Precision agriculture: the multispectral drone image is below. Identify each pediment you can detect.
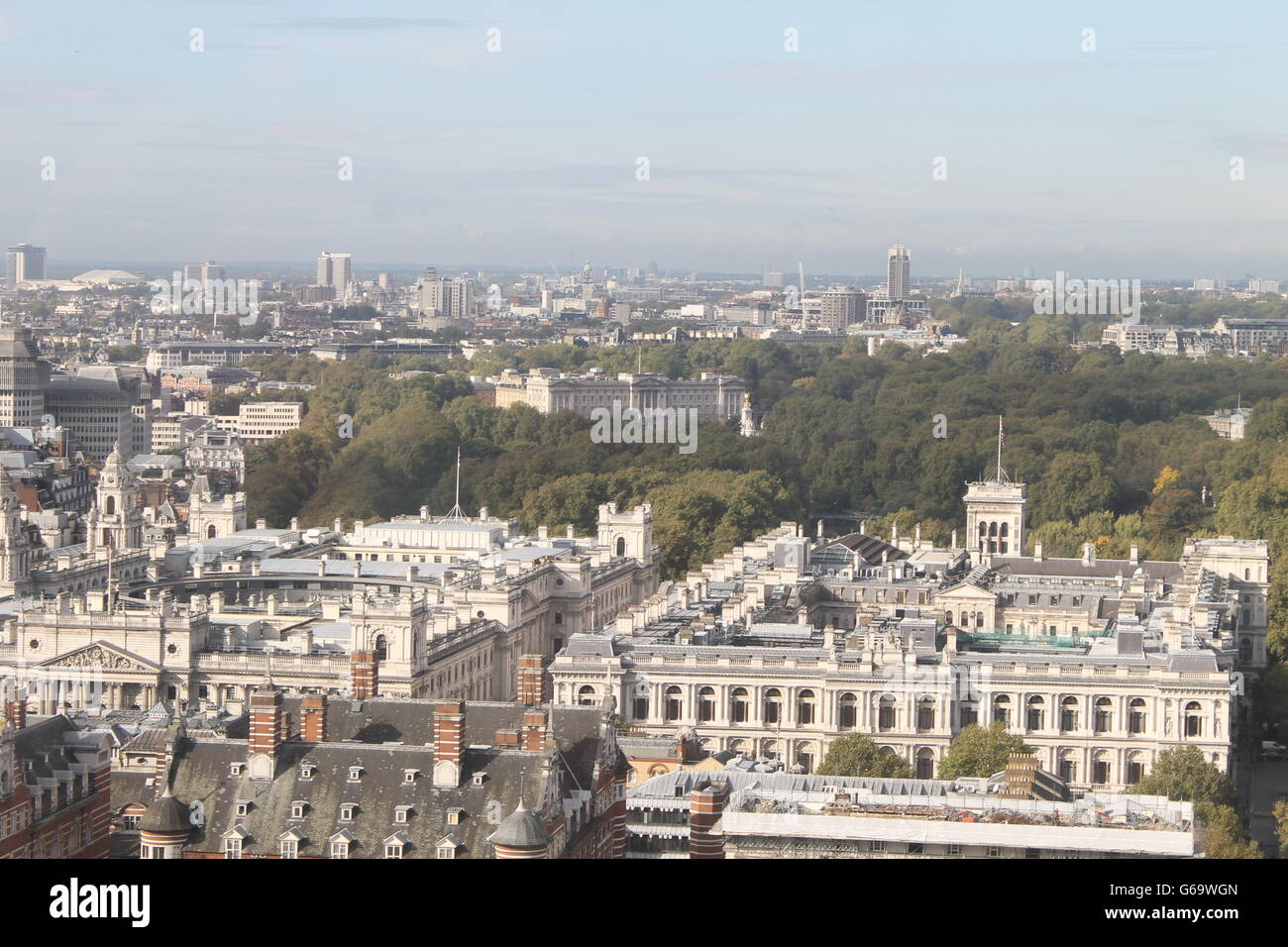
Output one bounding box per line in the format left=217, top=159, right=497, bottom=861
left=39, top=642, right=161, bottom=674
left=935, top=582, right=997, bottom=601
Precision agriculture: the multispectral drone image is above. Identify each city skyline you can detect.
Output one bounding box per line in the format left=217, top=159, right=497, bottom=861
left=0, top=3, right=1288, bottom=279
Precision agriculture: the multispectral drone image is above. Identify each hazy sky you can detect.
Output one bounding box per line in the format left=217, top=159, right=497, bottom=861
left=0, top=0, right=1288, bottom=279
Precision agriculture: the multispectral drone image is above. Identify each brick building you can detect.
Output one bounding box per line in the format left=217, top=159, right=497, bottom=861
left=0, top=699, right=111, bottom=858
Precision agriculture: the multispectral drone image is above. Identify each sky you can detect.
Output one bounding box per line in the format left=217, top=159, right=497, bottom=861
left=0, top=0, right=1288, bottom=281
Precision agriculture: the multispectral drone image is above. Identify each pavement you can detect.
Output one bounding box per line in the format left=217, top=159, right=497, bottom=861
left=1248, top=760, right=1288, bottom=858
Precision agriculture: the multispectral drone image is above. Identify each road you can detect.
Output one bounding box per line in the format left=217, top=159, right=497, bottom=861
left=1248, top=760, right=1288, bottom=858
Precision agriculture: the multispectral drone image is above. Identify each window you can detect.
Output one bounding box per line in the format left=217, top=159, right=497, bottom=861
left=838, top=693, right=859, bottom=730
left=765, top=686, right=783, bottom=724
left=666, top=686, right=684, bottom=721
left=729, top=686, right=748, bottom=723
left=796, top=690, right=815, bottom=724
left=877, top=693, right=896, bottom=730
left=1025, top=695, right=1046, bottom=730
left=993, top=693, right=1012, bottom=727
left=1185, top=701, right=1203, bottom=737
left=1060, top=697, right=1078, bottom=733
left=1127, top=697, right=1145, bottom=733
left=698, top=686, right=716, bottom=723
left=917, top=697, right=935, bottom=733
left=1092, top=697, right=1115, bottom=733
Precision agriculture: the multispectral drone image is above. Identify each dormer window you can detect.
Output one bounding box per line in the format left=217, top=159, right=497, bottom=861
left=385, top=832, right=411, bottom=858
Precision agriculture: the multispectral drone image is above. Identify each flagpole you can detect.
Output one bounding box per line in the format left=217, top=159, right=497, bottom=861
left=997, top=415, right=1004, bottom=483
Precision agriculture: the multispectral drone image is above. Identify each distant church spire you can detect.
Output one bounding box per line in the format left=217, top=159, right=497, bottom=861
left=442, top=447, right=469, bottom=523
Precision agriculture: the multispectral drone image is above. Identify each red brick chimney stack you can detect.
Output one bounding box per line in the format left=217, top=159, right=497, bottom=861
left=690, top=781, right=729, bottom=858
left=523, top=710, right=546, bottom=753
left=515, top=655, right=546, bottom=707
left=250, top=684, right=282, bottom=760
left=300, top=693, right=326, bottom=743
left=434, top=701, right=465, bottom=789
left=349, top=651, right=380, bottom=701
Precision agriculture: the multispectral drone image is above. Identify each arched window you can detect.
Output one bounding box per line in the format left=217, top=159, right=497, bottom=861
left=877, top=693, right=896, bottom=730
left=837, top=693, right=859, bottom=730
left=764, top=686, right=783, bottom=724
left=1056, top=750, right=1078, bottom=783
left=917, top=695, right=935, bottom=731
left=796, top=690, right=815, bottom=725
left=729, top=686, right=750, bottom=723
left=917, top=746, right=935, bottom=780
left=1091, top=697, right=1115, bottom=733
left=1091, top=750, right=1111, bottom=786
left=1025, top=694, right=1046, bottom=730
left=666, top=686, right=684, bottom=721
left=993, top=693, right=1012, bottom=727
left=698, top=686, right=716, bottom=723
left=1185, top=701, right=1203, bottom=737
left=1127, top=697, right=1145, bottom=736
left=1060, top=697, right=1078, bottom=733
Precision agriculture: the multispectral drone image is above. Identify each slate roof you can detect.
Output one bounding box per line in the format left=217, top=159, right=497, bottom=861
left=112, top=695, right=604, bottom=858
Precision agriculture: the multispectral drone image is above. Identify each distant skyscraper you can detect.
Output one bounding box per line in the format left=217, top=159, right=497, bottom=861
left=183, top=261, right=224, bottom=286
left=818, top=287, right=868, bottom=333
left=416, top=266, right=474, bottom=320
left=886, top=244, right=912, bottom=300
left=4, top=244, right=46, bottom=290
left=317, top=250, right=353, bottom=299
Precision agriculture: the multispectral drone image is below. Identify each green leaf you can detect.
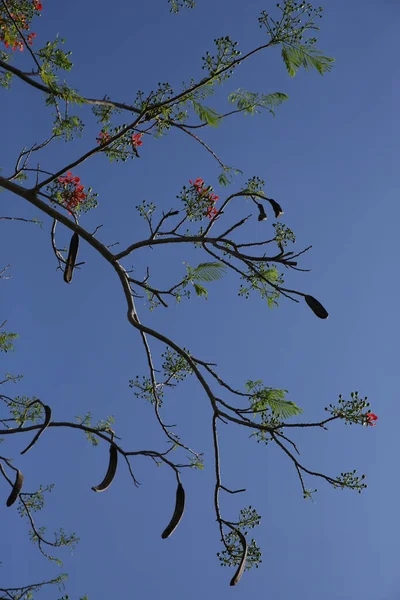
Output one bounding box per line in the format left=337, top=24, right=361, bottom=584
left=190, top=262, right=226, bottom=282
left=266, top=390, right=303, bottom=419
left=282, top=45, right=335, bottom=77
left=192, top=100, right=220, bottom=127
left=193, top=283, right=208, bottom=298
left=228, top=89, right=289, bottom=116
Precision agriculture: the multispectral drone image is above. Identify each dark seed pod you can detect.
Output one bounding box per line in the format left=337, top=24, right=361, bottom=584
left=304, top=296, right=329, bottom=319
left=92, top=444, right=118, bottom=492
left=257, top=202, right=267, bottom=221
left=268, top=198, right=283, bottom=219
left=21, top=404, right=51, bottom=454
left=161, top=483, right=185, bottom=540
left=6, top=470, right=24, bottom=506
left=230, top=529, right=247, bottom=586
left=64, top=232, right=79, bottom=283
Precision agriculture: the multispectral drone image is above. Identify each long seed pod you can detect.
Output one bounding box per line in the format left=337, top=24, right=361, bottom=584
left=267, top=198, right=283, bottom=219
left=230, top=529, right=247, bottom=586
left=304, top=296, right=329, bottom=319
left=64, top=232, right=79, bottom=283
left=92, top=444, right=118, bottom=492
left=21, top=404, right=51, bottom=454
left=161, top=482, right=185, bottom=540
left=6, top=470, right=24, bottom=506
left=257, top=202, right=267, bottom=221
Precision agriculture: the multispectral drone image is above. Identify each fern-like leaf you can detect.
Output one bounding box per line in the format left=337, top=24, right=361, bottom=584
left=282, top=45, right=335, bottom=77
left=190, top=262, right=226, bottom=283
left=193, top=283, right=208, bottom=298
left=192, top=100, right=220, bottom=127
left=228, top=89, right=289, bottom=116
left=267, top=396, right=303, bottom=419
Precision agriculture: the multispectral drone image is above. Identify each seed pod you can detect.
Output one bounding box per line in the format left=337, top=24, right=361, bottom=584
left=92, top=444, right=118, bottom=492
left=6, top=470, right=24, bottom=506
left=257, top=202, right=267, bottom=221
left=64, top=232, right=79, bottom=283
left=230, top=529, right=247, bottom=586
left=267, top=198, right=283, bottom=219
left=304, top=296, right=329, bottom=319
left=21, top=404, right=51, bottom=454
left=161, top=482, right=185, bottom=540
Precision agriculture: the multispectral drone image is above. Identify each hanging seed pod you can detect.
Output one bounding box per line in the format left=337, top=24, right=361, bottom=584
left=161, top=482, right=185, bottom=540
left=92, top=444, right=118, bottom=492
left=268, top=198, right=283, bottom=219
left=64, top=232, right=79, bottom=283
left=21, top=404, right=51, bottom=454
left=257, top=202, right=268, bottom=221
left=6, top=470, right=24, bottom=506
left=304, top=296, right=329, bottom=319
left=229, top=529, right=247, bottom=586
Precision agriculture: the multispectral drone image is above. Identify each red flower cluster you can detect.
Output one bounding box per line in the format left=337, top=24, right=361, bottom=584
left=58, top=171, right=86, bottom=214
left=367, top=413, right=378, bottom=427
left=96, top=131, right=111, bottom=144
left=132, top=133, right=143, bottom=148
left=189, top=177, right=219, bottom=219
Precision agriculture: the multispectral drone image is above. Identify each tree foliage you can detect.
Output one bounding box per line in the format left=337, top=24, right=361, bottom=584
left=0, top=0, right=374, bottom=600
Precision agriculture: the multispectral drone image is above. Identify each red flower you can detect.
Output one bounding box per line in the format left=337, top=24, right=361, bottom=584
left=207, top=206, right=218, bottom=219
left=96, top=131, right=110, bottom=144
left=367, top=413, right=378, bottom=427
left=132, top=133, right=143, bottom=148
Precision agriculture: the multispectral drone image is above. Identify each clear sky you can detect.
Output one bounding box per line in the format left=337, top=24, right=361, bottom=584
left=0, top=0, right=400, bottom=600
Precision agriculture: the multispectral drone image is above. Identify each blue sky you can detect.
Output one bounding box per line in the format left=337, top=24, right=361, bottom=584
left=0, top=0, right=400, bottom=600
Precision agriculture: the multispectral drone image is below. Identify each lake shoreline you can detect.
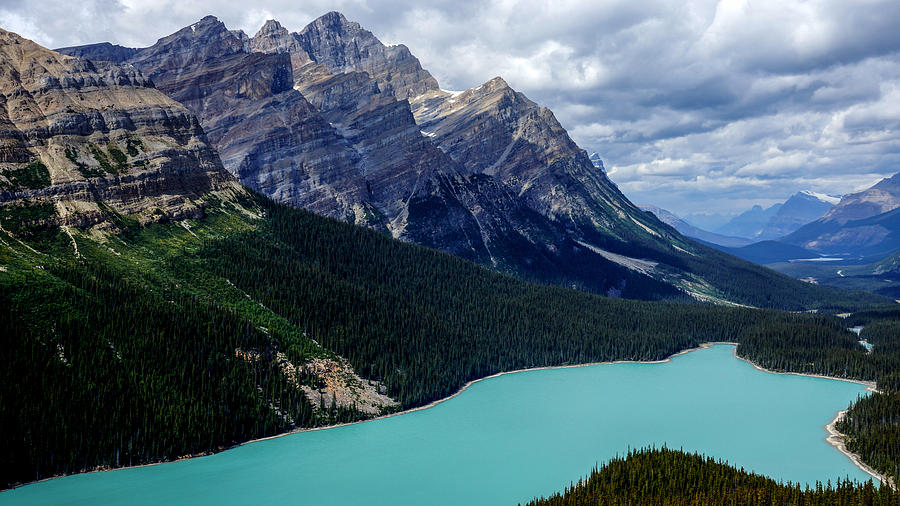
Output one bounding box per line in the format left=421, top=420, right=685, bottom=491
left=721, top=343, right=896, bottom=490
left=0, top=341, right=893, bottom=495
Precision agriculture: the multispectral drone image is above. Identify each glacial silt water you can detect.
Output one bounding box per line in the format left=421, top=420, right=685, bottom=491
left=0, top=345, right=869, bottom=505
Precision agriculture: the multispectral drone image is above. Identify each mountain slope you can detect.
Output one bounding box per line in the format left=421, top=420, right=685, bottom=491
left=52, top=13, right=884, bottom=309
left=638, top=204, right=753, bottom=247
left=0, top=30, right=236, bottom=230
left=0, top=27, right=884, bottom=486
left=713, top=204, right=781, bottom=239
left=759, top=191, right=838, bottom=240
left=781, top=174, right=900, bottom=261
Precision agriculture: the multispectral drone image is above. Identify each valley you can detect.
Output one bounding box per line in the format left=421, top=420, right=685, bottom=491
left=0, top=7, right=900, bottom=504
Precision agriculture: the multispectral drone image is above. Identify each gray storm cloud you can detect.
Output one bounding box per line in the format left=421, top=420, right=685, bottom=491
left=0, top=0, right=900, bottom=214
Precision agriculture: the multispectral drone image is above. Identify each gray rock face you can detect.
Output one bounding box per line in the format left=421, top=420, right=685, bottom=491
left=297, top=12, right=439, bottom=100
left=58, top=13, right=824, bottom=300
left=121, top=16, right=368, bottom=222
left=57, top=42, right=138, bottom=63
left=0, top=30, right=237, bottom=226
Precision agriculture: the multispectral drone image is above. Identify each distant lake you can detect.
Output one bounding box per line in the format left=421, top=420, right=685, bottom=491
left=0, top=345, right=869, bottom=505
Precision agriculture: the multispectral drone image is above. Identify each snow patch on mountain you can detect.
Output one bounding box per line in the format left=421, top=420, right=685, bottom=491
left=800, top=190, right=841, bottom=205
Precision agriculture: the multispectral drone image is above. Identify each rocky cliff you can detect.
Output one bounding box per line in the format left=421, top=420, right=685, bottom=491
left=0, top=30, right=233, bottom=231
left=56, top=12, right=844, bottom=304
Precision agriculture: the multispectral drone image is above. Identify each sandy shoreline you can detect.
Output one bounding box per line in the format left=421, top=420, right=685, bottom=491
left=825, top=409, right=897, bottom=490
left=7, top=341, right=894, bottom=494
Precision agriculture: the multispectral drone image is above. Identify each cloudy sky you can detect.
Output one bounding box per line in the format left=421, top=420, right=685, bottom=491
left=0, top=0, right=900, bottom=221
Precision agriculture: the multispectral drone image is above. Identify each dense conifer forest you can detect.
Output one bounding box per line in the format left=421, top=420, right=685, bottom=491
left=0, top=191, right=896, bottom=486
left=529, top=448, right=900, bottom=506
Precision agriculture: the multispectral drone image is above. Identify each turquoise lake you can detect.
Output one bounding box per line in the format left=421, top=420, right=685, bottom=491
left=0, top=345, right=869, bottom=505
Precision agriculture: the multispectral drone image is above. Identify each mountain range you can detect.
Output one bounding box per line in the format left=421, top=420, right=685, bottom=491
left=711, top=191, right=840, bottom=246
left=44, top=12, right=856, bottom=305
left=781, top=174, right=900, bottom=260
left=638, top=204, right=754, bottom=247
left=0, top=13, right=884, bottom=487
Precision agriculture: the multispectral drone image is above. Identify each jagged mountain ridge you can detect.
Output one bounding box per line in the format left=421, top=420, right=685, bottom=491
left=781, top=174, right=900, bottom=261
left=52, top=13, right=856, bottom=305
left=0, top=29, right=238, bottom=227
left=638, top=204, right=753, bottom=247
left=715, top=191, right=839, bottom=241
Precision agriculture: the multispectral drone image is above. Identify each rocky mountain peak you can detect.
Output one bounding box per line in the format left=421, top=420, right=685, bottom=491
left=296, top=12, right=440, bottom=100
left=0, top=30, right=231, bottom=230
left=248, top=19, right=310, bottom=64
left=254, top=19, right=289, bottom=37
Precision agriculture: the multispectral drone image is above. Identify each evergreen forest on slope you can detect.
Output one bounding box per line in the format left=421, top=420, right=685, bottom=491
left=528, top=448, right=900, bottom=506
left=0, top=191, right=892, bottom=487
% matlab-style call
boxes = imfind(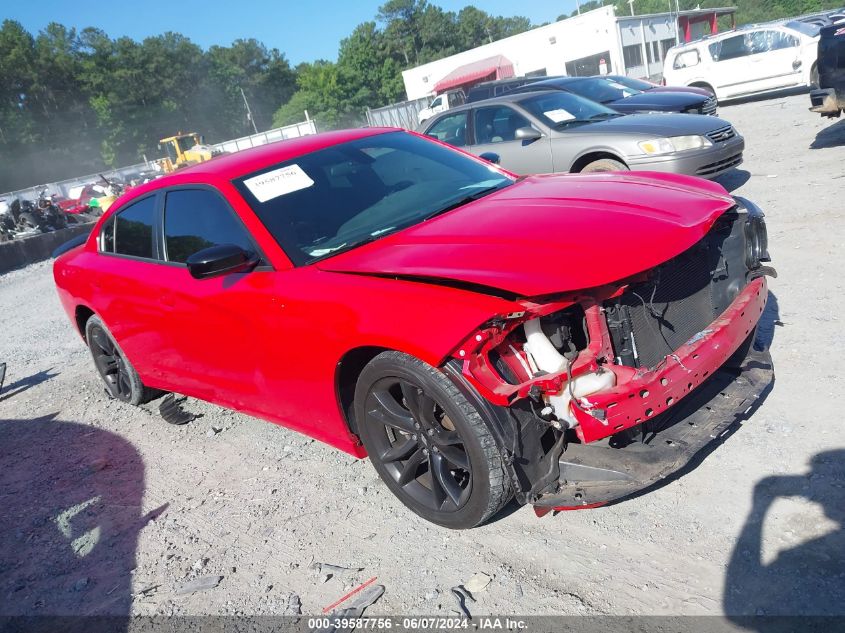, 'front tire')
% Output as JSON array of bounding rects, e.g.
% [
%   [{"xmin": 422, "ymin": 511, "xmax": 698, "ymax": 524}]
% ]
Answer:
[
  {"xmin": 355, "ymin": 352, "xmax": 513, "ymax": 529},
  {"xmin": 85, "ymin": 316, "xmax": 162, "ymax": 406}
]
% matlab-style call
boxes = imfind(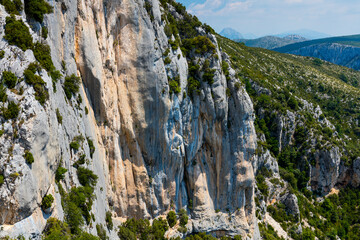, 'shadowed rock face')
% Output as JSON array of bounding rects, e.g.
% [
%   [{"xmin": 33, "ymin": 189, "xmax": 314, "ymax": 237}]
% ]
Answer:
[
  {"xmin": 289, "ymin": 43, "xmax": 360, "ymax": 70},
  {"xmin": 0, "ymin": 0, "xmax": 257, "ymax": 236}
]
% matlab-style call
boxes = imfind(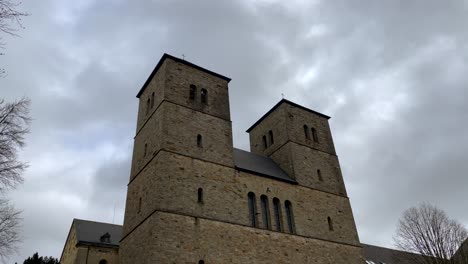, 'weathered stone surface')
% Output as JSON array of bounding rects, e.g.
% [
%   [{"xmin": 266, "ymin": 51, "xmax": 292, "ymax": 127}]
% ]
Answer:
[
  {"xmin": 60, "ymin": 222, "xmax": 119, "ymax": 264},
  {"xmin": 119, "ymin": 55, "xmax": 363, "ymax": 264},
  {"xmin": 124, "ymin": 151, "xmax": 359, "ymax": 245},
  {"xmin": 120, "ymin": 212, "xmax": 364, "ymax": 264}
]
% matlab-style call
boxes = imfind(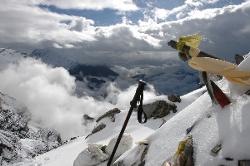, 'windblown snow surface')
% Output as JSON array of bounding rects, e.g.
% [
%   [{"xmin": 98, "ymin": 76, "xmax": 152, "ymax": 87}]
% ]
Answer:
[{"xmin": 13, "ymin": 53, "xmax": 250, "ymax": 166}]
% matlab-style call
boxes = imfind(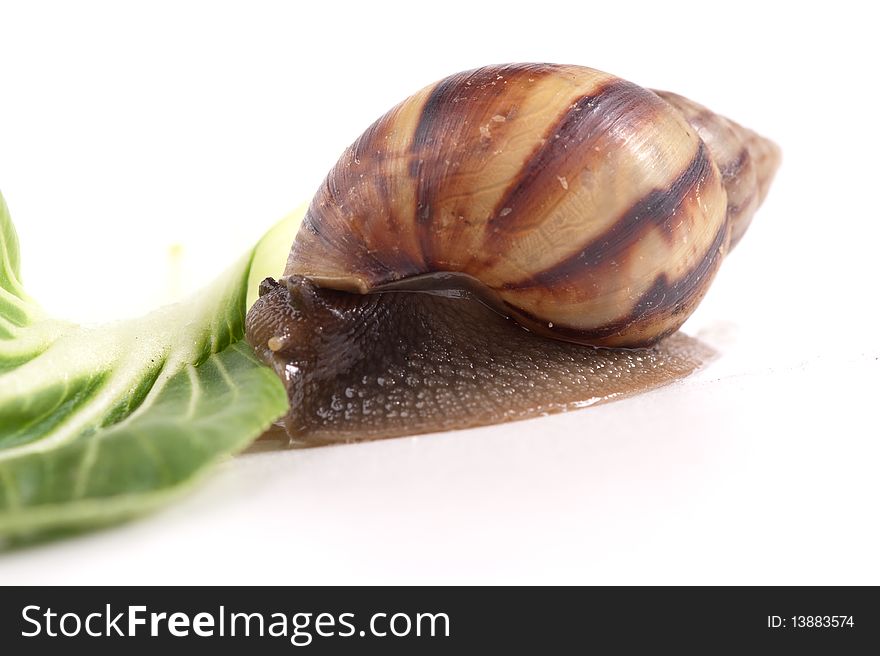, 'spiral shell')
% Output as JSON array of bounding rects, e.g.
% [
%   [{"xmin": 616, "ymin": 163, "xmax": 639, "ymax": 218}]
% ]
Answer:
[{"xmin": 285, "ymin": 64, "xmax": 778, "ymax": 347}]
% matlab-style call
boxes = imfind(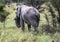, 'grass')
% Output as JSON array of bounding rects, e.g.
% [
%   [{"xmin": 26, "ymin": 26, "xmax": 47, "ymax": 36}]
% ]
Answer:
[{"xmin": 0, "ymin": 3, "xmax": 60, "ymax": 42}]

● ● ●

• **What the task requires**:
Format the entries above, from their first line through the line holding "left=0, top=3, right=1288, bottom=279", inclusive, as a Markdown table with the columns Row and Line, putting a row number and one line in each row. Skip blank lines and omit the pictures.

• **Task answer**:
| Row | Line |
|---|---|
| 1 | Precision agriculture: the multispectral drone image is below. Identify each pediment you can detect. |
| 2 | Output one bounding box per line in the format left=217, top=159, right=497, bottom=861 |
| 3 | left=39, top=642, right=161, bottom=674 |
| 4 | left=935, top=582, right=997, bottom=601 |
| 5 | Precision agriculture: the multispectral drone image is above. Identify each city skyline you can detect. |
| 6 | Output one bounding box per line in the format left=217, top=159, right=497, bottom=861 |
| 7 | left=0, top=3, right=1288, bottom=279 |